▶ **課題内容**: 次の本文で、門脇がグラップリングで鎬を削ってきた相手として名前が挙げられている人物を、すべて書き出しなさい。

▶ **本文**:

--

Hideki Kadowaki【写真】純真と狂気が共存する。そんな門脇だ (C)MMAPLANET

10月9日(月)に東京都練馬区ココネリ・ホールで開かれるTribe Tokyo Fight Challenge 07のメインで、川那子祐輔と対戦する門脇英基。

2000年にアマ修斗全日本大会でウェルター級(※70キロ)準優勝、決勝の相手は杉江アマゾン大輔だった。その年の11月にプロ修斗デビュー、大内敬に勝利する。

腹固め&RNC=カドワキ・スペシャルで一世を風靡し、MMAでは山本KID徳郁、アレッシャンドリ・フランサ・ノゲイラ、日沖発、佐藤ルミナ、ナム・ファン、横田一則、長倉立尚、田中半蔵、クレベル・コイケ──グラップリングで矢野卓見、所英男、今成正和、植松直哉、石川祐樹、佐々幸範ら時代を反映する相手と鎬を削り合ってきた。

41歳となり、一部で教祖と称される門脇の話をTTM URUSHI DOJOでのプロ練習後に訊いた。そこでは、目くるめく門脇ワールドが展開された。


──門脇選手とこうやって話をするのは、もう本当に久方振りです。元気でしたか。

「元気でやっていましたよ。練習だけですけど(笑)」

──あと2週間弱で川那子選手との試合がやってきます。現在の体調は?

「良いと思います。体調は良いです」

──かなり頬がこけていますね。

「これは……そういう顔です」

──以前より、痩せていませんか。

「ちょっと痩せましたね。食べる量が減ってしまうので」

──もう減量の影響が?

「いや年を食うと飯の量が減ってしまって。前と比べると食が細くなって、少し痩せましたね。運動量は変っていないのに食べる量が少なくなっているから」

──なるほど、そういうことですか。ところでTTFにはどのような印象を持っていましたか。

「DEEP、修斗、パンクラスが中心だったのが、GrandslamとかTTFとか選手をやっていた人間が、コツコツと大会を開いてくれるのは嬉しいですね。リングやケージの中に入ってしまえば同じですけど、選手目線というか選手の気持ちが分かる長南とかが大会を開いてくれるのは何となく嬉しいです。

もちろん、僕は修斗とDEEPに凄くお世話になったという気持ちしかなくて。そのうえで選手出身の人が大会を開き、僕のような戦績も良くない人間にオファーをくれて。こんな動けるかどうか分からん人間に長南が声をかけてくれたから、まだいけるんだっていうところを見せたいです」

──1年前にDEEPでオーロラ☆ユーキ戦に勝利、それ以前も2年ほどブランクがあった。こういうペースで試合に出ることに関して、どのように捉えているのですか。

「試合間隔が空くのはしょうがないです。自分にオファーが来ないのは仕方のないことだと思っています。当然です。自分で強くなっているという実感があれば、すぐに試合に出たいと思うのでしょうけど、何かガチっと掴めたわけでもないので僕的にはちょうど良いスパンだと思っています」

--

▶ **提供データ**:
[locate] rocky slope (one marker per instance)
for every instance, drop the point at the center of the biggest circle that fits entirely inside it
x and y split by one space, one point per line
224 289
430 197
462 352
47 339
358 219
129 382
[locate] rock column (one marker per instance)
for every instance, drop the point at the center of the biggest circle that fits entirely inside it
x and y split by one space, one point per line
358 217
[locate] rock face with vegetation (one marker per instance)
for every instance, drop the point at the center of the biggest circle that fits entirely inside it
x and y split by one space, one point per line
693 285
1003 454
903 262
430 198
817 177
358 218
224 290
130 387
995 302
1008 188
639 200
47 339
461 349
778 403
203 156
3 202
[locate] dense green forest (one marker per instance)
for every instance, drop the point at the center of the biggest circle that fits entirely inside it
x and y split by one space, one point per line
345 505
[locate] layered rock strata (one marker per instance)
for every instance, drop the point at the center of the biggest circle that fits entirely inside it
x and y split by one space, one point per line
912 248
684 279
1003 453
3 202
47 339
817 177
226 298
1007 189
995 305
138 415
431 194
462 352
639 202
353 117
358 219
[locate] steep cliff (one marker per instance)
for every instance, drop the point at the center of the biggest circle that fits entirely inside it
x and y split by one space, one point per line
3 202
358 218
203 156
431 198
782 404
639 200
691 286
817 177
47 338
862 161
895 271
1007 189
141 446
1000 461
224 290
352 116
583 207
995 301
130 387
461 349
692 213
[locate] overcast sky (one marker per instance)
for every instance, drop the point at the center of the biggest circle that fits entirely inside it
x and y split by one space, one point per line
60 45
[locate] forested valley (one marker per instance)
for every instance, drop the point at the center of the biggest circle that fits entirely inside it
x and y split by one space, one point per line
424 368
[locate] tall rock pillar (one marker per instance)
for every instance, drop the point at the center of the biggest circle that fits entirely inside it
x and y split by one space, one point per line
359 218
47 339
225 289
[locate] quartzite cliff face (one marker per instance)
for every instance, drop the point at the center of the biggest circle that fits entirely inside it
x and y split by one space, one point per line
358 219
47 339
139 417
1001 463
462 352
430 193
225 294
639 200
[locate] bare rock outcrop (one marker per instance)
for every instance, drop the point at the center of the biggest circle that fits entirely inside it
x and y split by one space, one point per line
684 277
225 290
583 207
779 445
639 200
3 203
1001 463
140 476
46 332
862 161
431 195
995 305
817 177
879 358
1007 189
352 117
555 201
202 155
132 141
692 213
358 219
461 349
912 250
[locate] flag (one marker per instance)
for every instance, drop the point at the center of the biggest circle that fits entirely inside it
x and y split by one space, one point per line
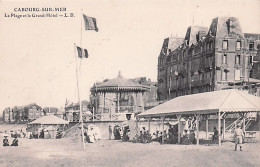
82 53
90 23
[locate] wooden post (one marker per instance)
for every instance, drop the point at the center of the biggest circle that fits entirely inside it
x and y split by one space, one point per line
219 124
163 130
179 128
244 122
142 100
224 127
207 127
118 100
149 127
197 127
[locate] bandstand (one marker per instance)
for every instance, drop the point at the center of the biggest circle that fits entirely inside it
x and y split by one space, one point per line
113 99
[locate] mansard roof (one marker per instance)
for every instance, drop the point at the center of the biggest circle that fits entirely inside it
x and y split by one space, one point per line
223 27
192 34
118 84
170 43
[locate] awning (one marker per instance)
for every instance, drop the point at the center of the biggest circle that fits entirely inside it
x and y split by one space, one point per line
231 100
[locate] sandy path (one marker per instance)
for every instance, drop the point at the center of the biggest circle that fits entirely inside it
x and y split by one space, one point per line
66 152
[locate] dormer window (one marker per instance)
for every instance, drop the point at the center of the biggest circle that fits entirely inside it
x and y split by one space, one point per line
238 47
251 46
224 59
238 59
225 45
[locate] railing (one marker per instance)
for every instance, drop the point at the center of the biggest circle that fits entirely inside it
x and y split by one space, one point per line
232 126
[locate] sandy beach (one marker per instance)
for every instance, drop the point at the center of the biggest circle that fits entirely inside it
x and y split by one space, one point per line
70 152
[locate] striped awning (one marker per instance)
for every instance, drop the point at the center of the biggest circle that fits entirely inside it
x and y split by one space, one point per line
119 84
231 101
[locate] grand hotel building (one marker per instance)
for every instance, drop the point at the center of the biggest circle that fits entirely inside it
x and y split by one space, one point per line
221 57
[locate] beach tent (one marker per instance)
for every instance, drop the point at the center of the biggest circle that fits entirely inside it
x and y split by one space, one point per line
216 102
49 121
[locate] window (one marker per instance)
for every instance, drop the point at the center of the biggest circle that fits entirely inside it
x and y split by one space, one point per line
224 75
238 59
224 59
225 44
250 60
251 46
237 75
239 45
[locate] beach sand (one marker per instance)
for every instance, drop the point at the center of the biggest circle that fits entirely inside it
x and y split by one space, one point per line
70 152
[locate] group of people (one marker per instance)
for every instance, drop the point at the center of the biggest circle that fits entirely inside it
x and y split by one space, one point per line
6 142
91 133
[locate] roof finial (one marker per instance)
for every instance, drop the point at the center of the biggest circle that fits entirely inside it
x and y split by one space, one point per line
119 74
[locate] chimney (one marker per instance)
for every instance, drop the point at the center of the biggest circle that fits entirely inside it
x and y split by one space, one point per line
201 34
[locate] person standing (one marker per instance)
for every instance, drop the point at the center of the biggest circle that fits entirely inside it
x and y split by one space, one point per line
110 132
238 135
5 141
15 141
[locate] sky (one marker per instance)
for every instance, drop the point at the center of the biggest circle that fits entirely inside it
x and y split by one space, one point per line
37 59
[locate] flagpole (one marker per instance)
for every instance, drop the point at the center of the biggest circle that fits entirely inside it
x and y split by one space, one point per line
80 107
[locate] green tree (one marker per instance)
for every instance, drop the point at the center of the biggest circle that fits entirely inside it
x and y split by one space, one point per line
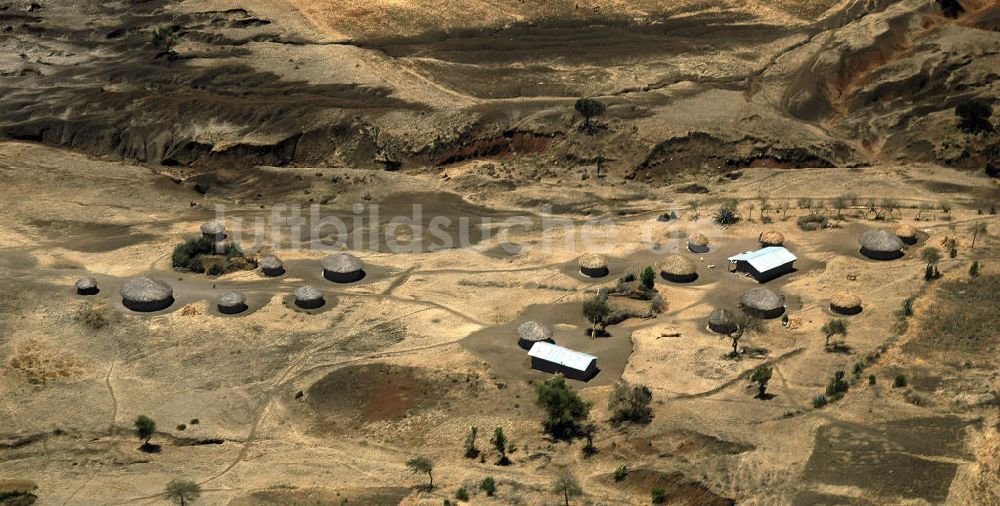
567 486
589 108
499 442
182 492
422 465
596 310
564 407
761 375
630 403
648 278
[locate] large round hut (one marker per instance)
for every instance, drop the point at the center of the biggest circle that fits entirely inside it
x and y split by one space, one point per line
907 234
698 243
272 266
678 269
762 303
723 321
845 303
343 268
881 245
307 297
213 230
87 286
531 332
230 302
146 294
593 266
771 238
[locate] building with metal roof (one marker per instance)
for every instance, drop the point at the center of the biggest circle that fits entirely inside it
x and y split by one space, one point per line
764 264
552 358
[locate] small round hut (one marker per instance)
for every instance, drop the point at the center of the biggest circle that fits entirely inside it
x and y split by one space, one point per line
272 266
678 269
231 302
343 268
907 234
698 243
213 230
771 238
146 294
593 266
723 321
762 303
881 245
845 303
87 286
531 332
307 297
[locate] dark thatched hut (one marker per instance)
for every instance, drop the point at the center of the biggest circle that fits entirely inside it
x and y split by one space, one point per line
307 297
881 245
531 332
231 302
762 303
343 268
146 294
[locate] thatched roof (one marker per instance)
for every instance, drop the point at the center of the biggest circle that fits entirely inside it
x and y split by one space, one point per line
845 300
772 238
677 265
906 232
231 299
342 263
698 240
214 227
307 293
143 289
880 240
271 263
86 284
533 331
762 299
592 261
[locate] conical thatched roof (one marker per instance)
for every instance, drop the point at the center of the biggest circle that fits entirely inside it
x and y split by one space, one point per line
307 294
761 299
723 321
772 238
880 241
533 331
677 265
342 263
906 232
231 299
146 289
592 261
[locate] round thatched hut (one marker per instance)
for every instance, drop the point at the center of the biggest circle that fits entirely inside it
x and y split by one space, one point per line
307 297
87 286
907 234
723 321
231 302
881 245
771 238
146 294
213 230
343 268
593 266
762 303
698 243
272 266
531 332
678 269
845 303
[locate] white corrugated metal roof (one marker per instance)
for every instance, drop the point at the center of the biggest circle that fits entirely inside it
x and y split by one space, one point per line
562 356
765 259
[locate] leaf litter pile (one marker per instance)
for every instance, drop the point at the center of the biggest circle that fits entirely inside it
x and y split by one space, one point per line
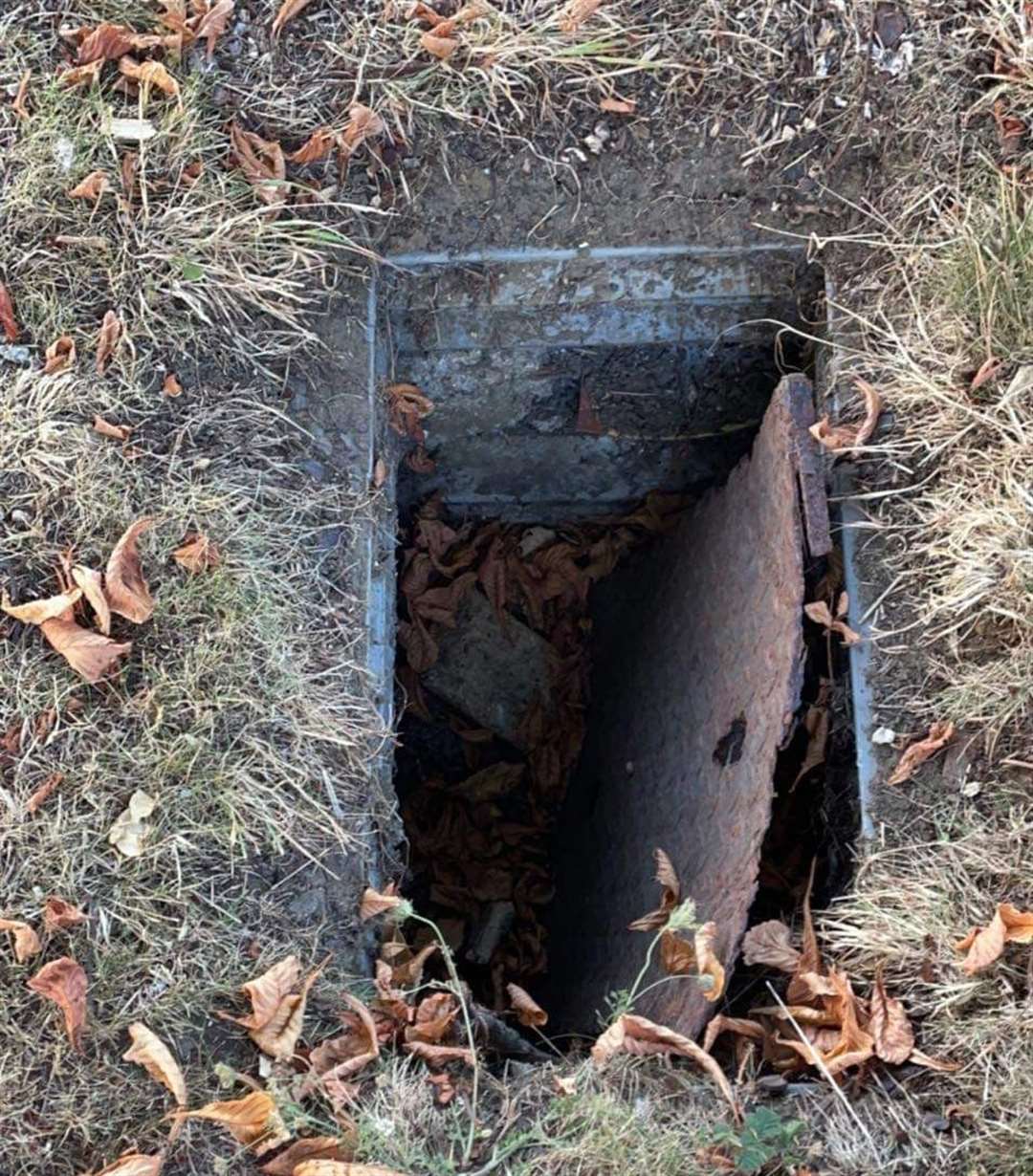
479 811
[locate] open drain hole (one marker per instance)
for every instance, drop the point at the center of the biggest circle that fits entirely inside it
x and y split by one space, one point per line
602 652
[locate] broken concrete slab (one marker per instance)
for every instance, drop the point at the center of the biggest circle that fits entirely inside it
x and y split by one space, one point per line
490 671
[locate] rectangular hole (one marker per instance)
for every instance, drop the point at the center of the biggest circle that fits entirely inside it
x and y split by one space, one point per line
602 573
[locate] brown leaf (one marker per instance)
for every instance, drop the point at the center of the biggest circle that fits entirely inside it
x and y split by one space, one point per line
940 734
198 554
740 1026
707 962
92 655
116 432
42 794
64 982
577 13
618 105
213 24
438 1055
262 163
889 1024
376 903
92 187
18 105
441 47
670 895
528 1012
635 1035
26 941
149 1052
111 330
406 407
770 945
92 586
985 945
106 42
318 1146
316 147
82 76
35 612
60 356
7 320
288 11
134 1164
253 1121
60 915
126 588
151 75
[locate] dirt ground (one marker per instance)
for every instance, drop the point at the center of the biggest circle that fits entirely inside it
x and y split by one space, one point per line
890 142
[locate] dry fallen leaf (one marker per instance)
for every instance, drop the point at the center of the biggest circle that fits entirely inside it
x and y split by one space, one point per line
64 982
985 945
134 1164
318 1146
149 1052
670 895
253 1121
940 734
198 554
262 163
288 11
92 187
151 75
770 945
635 1035
528 1012
91 654
35 612
127 593
889 1024
374 903
42 794
131 830
26 941
91 582
111 328
7 320
60 356
116 432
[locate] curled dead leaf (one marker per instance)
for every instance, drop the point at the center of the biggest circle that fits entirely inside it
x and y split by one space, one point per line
939 735
7 320
253 1121
131 830
770 945
60 356
376 903
149 1052
91 582
116 432
889 1024
26 941
60 915
198 554
632 1034
985 945
127 593
35 612
111 330
528 1012
288 11
91 654
64 982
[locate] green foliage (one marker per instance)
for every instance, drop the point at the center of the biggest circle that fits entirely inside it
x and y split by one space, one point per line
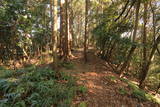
82 89
112 78
83 104
37 87
67 65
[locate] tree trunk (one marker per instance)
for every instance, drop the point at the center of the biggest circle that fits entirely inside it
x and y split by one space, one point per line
53 11
86 30
146 68
144 62
133 39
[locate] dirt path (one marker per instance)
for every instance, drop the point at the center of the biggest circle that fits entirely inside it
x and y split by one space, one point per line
101 91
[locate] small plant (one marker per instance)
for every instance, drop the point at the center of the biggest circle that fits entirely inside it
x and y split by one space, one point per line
68 65
112 78
122 91
37 87
82 89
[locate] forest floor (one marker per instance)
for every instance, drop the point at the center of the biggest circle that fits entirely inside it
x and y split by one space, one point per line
102 83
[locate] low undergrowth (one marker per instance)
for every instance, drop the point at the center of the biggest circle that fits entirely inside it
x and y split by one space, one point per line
36 87
133 90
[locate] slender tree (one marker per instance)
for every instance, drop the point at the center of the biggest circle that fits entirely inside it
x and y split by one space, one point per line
133 38
53 12
86 30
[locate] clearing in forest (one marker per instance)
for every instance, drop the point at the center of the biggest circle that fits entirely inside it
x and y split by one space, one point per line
104 87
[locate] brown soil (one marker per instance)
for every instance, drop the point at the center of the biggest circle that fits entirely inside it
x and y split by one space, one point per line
102 92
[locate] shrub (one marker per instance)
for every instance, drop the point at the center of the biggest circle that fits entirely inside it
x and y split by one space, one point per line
37 87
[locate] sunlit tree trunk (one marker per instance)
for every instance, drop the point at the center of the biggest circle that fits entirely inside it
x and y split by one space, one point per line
86 30
133 39
144 38
53 11
62 27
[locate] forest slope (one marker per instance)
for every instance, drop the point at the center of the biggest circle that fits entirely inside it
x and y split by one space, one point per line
105 88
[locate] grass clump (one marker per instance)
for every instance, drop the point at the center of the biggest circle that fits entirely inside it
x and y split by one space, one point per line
37 87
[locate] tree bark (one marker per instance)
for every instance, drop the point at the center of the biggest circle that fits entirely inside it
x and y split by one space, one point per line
133 39
144 62
86 30
53 11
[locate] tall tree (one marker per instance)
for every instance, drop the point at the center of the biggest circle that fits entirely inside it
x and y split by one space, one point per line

--

▶ **解答**: 矢野卓見、所英男、今成正和、植松直哉、石川祐樹、佐々幸範